##### DATA LISTING #####
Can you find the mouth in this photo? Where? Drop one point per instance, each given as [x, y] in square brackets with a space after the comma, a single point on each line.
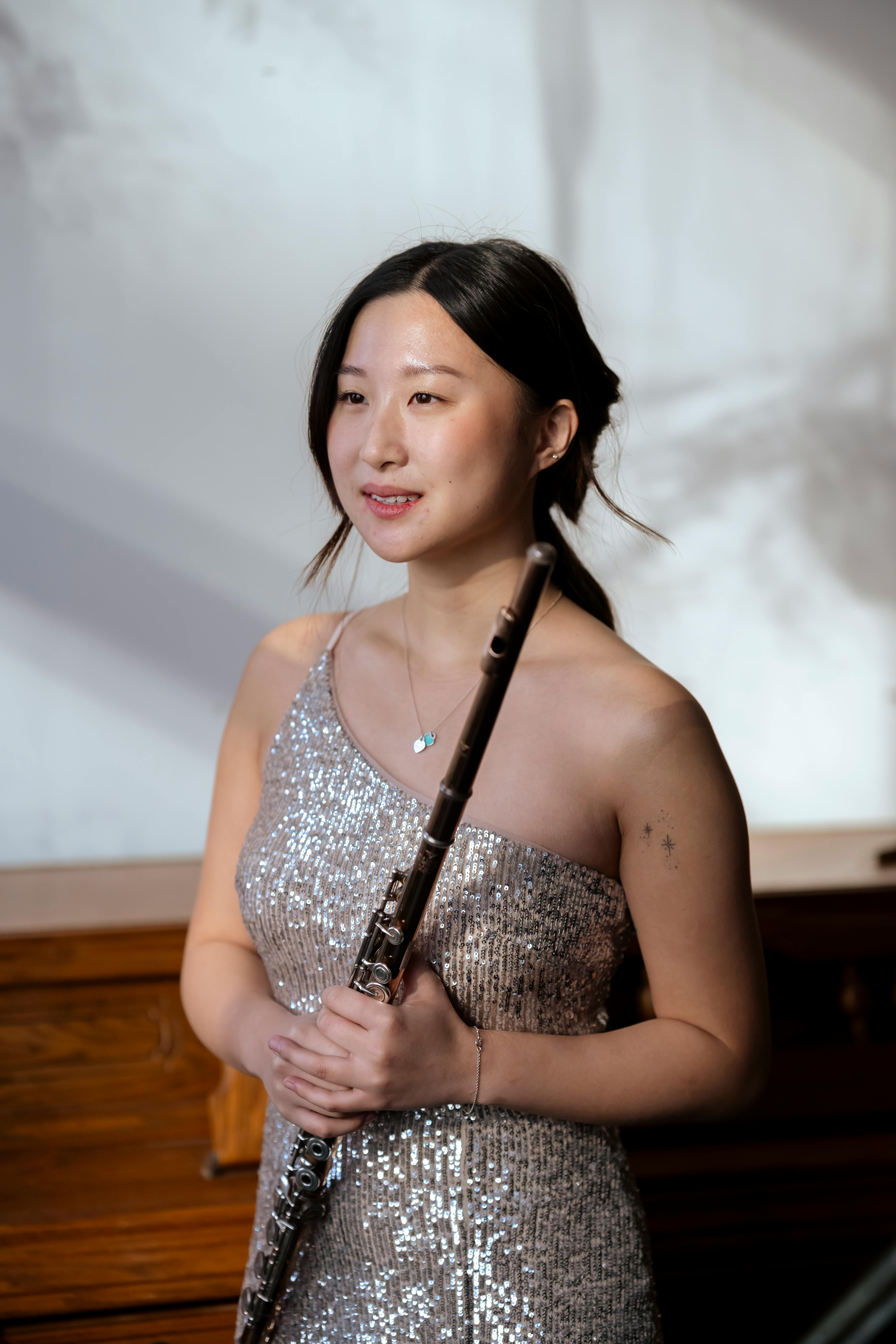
[390, 503]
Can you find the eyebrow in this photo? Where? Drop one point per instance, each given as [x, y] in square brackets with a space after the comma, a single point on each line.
[410, 370]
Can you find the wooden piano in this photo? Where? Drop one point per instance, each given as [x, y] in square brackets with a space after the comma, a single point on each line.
[124, 1218]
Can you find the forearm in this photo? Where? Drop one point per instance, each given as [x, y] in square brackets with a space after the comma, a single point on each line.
[653, 1072]
[229, 1003]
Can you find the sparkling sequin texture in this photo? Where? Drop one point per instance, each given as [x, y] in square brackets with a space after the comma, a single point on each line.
[507, 1228]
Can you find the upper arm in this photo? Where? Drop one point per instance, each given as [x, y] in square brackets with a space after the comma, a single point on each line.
[271, 681]
[686, 869]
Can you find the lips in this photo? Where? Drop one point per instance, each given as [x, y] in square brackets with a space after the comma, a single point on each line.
[389, 503]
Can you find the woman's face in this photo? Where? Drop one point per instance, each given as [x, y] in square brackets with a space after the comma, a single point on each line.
[425, 440]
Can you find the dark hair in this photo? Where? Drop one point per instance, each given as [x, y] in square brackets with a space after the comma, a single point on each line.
[522, 311]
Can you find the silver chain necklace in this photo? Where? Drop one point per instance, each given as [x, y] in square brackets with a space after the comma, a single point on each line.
[426, 740]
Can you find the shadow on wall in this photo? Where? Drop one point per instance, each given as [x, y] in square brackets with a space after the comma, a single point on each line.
[835, 436]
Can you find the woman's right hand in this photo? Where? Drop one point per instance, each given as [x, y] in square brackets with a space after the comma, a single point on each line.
[268, 1022]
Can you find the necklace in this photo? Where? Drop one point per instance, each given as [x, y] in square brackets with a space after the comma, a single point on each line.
[426, 740]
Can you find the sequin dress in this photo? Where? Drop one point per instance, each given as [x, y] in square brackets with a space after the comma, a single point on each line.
[504, 1228]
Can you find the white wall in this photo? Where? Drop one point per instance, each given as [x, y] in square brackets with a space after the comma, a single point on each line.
[185, 189]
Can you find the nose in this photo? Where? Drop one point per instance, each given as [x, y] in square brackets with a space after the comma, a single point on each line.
[385, 444]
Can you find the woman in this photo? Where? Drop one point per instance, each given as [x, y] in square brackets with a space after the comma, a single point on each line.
[457, 397]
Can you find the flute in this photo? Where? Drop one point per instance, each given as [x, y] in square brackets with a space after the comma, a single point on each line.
[386, 950]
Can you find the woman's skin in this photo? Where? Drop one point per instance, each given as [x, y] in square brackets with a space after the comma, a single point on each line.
[597, 756]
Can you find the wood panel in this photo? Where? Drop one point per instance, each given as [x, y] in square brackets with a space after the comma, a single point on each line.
[104, 1130]
[211, 1325]
[95, 955]
[107, 1058]
[125, 1260]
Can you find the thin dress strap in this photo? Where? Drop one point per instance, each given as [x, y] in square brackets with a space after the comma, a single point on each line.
[339, 631]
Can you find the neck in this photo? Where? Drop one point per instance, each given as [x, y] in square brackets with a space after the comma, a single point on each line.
[452, 601]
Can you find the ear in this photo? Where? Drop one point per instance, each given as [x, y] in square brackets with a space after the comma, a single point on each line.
[555, 432]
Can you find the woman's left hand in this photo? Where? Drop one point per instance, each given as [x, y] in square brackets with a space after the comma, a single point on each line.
[398, 1057]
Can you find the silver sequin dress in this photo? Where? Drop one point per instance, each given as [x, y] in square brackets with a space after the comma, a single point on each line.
[506, 1228]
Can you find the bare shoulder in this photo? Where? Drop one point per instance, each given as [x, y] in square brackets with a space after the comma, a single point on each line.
[631, 702]
[276, 670]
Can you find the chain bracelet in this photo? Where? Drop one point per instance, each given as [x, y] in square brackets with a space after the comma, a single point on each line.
[468, 1115]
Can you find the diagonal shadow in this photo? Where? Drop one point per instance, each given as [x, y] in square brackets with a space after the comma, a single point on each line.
[127, 599]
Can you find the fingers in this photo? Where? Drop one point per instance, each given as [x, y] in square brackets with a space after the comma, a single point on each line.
[421, 980]
[363, 1010]
[326, 1070]
[323, 1126]
[336, 1104]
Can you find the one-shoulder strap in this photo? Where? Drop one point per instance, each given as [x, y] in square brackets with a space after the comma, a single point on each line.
[339, 630]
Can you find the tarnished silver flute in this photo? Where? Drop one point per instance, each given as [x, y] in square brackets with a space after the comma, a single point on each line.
[386, 950]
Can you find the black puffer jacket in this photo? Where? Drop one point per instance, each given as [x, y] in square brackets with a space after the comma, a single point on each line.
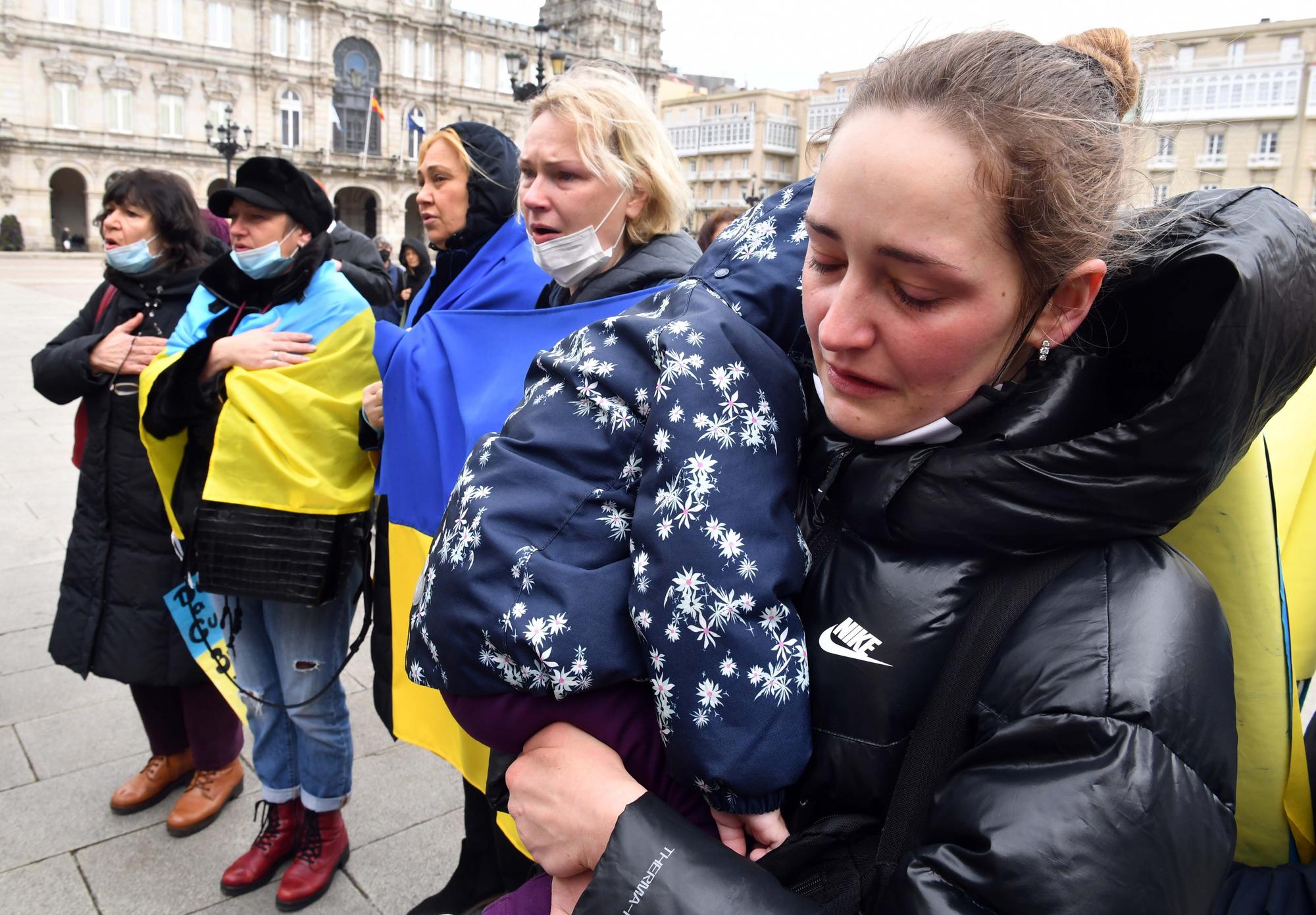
[113, 619]
[1102, 776]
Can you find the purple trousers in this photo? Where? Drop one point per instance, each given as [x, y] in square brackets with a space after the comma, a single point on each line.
[622, 717]
[181, 717]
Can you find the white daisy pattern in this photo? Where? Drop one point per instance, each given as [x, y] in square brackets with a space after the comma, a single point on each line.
[635, 519]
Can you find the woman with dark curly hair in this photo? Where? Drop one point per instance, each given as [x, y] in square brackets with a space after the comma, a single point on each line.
[113, 619]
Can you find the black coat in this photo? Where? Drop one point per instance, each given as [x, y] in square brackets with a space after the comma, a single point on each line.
[365, 271]
[1103, 762]
[111, 619]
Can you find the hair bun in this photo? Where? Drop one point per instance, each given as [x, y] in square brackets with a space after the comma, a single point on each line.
[1113, 49]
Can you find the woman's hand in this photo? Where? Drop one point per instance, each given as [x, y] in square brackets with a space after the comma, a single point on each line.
[567, 792]
[123, 353]
[263, 348]
[373, 405]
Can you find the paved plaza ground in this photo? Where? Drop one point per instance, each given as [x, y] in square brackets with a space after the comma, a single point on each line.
[66, 743]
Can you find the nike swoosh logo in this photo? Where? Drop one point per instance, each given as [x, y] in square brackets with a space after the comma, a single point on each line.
[828, 644]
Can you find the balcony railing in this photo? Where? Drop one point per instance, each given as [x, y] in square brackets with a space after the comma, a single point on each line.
[1226, 63]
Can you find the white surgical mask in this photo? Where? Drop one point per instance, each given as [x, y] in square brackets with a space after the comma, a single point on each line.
[135, 259]
[265, 261]
[576, 257]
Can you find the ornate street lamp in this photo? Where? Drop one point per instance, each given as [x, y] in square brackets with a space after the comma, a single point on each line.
[517, 64]
[228, 144]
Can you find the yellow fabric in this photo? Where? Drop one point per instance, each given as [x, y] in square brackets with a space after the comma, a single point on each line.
[420, 716]
[165, 455]
[299, 427]
[1292, 438]
[286, 439]
[1232, 539]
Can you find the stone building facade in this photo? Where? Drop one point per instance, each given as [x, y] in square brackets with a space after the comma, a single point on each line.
[1231, 107]
[90, 88]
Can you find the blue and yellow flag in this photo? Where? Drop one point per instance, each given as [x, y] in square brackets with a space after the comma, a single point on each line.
[449, 379]
[286, 438]
[1253, 539]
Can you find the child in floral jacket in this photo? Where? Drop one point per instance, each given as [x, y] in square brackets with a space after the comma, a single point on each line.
[635, 522]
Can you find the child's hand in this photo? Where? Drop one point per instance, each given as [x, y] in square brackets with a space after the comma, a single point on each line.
[768, 830]
[567, 892]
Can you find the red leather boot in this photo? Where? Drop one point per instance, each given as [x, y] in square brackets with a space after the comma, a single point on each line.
[276, 845]
[322, 851]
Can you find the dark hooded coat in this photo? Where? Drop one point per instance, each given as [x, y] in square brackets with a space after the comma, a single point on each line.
[413, 280]
[111, 619]
[1103, 762]
[490, 202]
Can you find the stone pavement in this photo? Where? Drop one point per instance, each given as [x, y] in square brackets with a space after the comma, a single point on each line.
[66, 743]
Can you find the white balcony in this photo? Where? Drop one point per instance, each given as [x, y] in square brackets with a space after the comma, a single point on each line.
[1248, 60]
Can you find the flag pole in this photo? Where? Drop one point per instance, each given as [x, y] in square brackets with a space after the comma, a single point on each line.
[370, 117]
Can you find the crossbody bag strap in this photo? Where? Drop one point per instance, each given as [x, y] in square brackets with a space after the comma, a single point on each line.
[942, 734]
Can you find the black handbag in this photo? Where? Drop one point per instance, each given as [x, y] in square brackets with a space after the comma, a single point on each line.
[276, 555]
[844, 863]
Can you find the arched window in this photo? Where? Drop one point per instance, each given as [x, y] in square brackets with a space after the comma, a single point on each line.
[415, 128]
[290, 119]
[357, 77]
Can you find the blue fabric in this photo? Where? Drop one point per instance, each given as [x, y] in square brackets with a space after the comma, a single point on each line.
[501, 277]
[305, 751]
[457, 373]
[635, 519]
[330, 303]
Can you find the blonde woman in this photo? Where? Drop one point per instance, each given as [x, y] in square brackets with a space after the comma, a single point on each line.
[681, 414]
[602, 192]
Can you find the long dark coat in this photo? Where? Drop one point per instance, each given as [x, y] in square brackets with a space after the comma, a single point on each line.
[113, 619]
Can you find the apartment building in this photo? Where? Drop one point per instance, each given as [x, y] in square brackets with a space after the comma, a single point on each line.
[1231, 107]
[735, 147]
[90, 88]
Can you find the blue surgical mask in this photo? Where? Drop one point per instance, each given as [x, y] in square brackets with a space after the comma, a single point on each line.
[135, 259]
[265, 261]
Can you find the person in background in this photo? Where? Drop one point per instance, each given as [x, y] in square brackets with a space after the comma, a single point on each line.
[357, 259]
[468, 177]
[251, 419]
[113, 619]
[602, 202]
[595, 240]
[1007, 364]
[715, 224]
[386, 255]
[415, 259]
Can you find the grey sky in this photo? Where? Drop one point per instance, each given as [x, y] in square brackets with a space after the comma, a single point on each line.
[768, 43]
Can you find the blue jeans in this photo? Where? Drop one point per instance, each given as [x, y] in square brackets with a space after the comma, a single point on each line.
[286, 654]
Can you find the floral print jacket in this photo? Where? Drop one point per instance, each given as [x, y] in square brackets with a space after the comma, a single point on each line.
[635, 519]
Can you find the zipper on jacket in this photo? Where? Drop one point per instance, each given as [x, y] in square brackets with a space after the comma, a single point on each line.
[830, 523]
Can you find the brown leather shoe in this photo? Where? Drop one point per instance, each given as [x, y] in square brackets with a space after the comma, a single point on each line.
[205, 798]
[149, 787]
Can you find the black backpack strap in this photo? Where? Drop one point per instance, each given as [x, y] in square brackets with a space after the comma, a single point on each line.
[942, 734]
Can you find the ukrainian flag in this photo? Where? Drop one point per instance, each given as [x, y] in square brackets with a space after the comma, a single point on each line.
[286, 438]
[1255, 539]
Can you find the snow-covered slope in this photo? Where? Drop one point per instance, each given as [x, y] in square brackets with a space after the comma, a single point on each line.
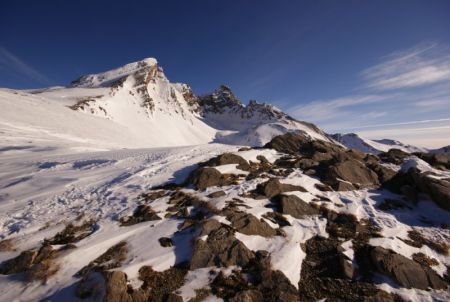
#####
_EXERCISE:_
Pull out every line of the entries above that contains the word "shoulder".

_FINISHED EXERCISE:_
Can you find the bare shoulder in this photo? Where? Drop one point per instance, each given as [x, y] in square brackets with a space after the comma, a single point on each line.
Can you find the one-shoulder strap in this photo? Where? Drop one point per instance, each given as [x, y] in square brackets with a space after the comma, a single point on each line.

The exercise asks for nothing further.